| ЗАДАНИЯ |
(a) Определите, согласуются ли с фрагментом об операциональных терминах утверждения (i)–(iii). На каждое ответьте «да» или «нет» и подкрепите ответ дословной цитатой из фрагмента.
(i) Масса и заряд приписываются электрону посредством прямой операции.
(ii) По мнению авторов, Кэмпбелл недостаточно подчеркнул, что законы, используемые при приписывании операционального значения терминам, принадлежат фоновому знанию.
(iii) Кун и Фейерабенд считали, что несоизмеримые теории никогда не вступают в конфликт.
(b) Ответьте по фрагменту об операциональных терминах на следующие вопросы:
(i) На какие страницы работы Кэмпбелла 1920 года ссылаются авторы?
(ii) Кому принадлежит перспективистская концепция, упомянутая во фрагменте?
(iii) Каким другим названием в скобках поясняется лингвистический подход к теориям?
(c) Продолжите фрагмент об операциональных терминах, начав сразу после его последнего предложения.

| ПРЕДЛОЖЕННЫЙ ТЕКСТ |
--- --- ---
Например, электрону приписываются масса и заряд, которые являются (или могут являться) операциональными понятиями в теории, но приписываются электрону не операционально, т. е. косвенным измерением или расчетом.
397
Последнее замечание, только чтобы рассеять последние возможные недопонимания: значение операциональных терминов зависит, некоторым образом, от законов, поскольку в большинстве случаев (особенно в физике) такие термины выражают величины, измерение которых, выполняемое посредством операций, предполагает достоверность законов, на использовании которых основан инструмент. Мы должны заметить однако, что истинность закона, вхождение определенных операциональных терминов, между которыми признается имеющим место некоторое «единообразное (uniform)» отношение, не зависит (или может не зависеть) от законов, входящих в определение операциональных терминов. Это так потому, что, например, часто существует несколько разных законов, которые приводят к одному и тому же результату и могут обеспечить основу для проектирования других измерительных процедур, приводящих к тому же самому числовому результату. Конечно, как мы замечали в других случаях, мы должны тщательно учитывать, когда эта смена процедур может быть понята как некоторого рода «расширение» данной области объектов, а когда из нее следует отказ от этой области. Интересные соображения по этому вопросу высказал Кэмпбелл (Campbell, 1920, pp. 39–42), который, однако, по нашему мнению, недостаточно подчеркнул, что законы, используемые при приписывании операционального значения некоторым терминам, принадлежат историческому контексту, «фоновому знанию», а не теории, которая имеет интенцию говорить о новых объектах. Вот благодаря тому, что это различение не было проведено, доктрина «нагруженности теорией» и проложила себе путь.
398
Заметим, что мы здесь намеренно остаемся в пределах лингвистического подхода к теориям, и мы теперь видим, что невозможно иметь одновременно несоизмеримость и конфликт теорий. С другой стороны, известно, что, например, и Кун, и Фейерабенд принимали, что несоизмеримые теории могут иногда вступать в конфликт, и это подробно разъясняется также в перспективистской концепции, представленной Дилвортом (Dilworth 2008). Читатель настоящей работы знает также, что и мы не сводим теории к чисто лингвистическим конструкциям и что мы также очертили дискурс, касающийся смены и сравнения теорий, не логико-лингвистический по характеру. И все-таки в этом подразделе мы пытаемся доказать, что даже в рамках лингвистического подхода (т. е. сентенциального взгляда на теории) тезис о несоизмеримости теорий не стоит поддерживать.
--- --- ---
| ИСХОДНЫЕ МАТЕРИАЛЫ |
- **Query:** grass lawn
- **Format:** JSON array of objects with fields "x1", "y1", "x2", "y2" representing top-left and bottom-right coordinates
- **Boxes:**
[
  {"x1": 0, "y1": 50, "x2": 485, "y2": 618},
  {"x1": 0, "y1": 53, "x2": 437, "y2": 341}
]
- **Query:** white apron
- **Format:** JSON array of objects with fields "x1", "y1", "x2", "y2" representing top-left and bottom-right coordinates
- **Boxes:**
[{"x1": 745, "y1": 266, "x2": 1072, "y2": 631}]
--- --- ---
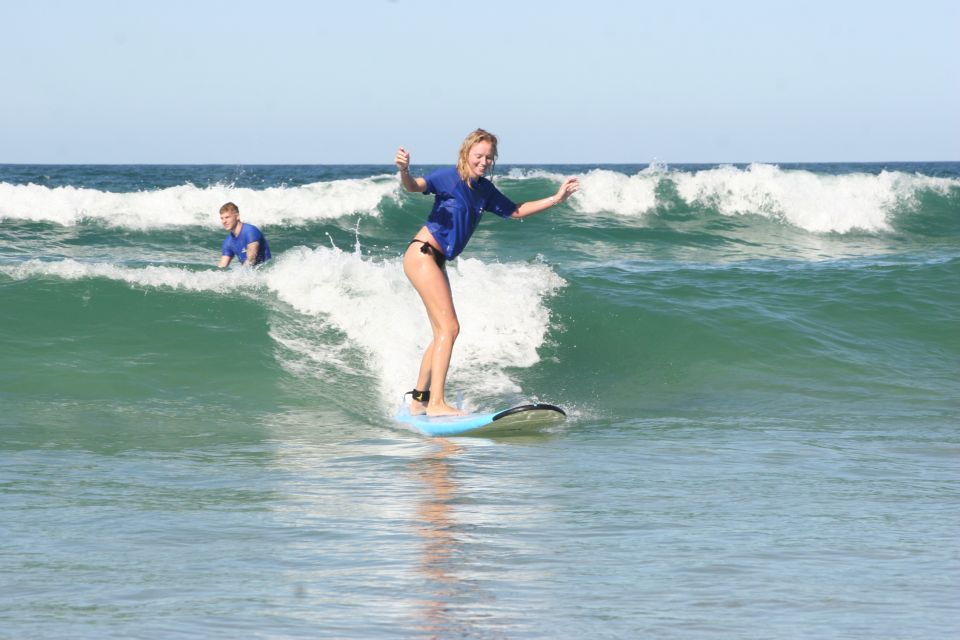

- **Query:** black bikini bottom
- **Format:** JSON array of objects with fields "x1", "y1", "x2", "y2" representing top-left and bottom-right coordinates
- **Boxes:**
--- --- ---
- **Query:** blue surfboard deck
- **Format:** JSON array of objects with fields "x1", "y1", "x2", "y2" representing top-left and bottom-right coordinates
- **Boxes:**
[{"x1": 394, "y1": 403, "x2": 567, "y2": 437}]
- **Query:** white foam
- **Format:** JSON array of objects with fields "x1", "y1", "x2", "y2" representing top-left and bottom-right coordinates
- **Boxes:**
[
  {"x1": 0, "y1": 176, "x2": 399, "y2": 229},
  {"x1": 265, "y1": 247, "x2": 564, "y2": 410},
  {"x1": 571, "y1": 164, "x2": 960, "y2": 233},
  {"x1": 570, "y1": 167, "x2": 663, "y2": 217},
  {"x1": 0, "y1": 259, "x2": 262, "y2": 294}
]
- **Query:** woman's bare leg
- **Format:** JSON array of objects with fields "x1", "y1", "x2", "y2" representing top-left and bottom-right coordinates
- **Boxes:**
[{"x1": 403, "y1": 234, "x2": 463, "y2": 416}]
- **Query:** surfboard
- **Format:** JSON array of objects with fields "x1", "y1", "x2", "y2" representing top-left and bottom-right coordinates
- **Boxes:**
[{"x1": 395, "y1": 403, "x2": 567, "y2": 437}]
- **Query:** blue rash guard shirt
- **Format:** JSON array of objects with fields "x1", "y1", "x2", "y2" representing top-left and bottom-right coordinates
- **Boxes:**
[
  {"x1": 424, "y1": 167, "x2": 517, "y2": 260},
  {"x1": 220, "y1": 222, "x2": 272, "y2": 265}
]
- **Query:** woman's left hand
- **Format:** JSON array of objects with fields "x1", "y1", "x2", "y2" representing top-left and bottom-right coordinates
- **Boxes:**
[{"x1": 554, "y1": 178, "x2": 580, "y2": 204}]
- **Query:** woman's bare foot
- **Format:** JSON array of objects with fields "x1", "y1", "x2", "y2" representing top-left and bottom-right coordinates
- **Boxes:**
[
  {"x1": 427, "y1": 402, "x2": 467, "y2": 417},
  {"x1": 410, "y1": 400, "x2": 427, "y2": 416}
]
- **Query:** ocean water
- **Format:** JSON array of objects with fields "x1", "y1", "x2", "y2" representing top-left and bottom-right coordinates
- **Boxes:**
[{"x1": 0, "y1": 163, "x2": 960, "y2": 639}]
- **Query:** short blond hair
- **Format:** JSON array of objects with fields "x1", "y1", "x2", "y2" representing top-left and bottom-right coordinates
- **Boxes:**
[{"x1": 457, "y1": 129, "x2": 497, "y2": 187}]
--- --- ---
| ОТВЕТЫ ПО ПОРЯДКУ |
(a)
(i) Нет: «приписываются электрону не операционально, т. е. косвенным измерением или расчетом».
(ii) Да: «по нашему мнению, недостаточно подчеркнул, что законы, используемые при приписывании операционального значения некоторым терминам, принадлежат историческому контексту, «фоновому знанию»».
(iii) Нет: «и Кун, и Фейерабенд принимали, что несоизмеримые теории могут иногда вступать в конфликт».

(b)
(i) На страницы 39–42.
(ii) Дилворту (Dilworth 2008).
(iii) Сентенциальный взгляд на теории.

(c)
399
Например, понятие «истинностного содержания» и его меры – то средство, которое Поппер намеревается использовать для сравнения двух соперничающих теорий и установления того, которая из них более «правдоподобна», чем другая (Popper 1972, pp. 47–53 [Поппер. К. Объективное знание. М., 2002, с. 54–58]). Таким образом, субстантивный взгляд на истину становится очень ясным, поскольку истина приобретается постепенно по мере прогресса теорий. Хотя Поппер часто говорит об истине как характеристике высказываний (адъективный смысл), существенно, что он также подчеркивает, что истина должна пониматься как класс всех истинных высказываний. «Когда мы говорим о подходе, или приближении к истине, мы имеем в виду «ко всей истине», то есть ко всему классу истинных высказываний» (Popper 1972, pp. 55 [Поппер К., указ. соч., с. 62]).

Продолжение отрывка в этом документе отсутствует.